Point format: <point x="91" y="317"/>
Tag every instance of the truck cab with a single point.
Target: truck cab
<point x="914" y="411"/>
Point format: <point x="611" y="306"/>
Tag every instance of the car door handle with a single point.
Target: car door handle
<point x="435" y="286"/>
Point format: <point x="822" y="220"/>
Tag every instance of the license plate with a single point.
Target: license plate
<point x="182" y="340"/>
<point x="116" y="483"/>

==========

--- GIVEN PROBLEM ---
Copy every line of the material above with nothing altered, added, or left out.

--- OUTPUT BELOW ---
Point format: <point x="91" y="317"/>
Tag every instance of the truck cab with a single point.
Target: truck cab
<point x="914" y="411"/>
Point format: <point x="611" y="306"/>
Tag every instance of the car door handle with a single point.
Target: car door handle
<point x="435" y="286"/>
Point format: <point x="822" y="220"/>
Tag every instance of the license plate with a single point.
Target: license plate
<point x="182" y="340"/>
<point x="116" y="483"/>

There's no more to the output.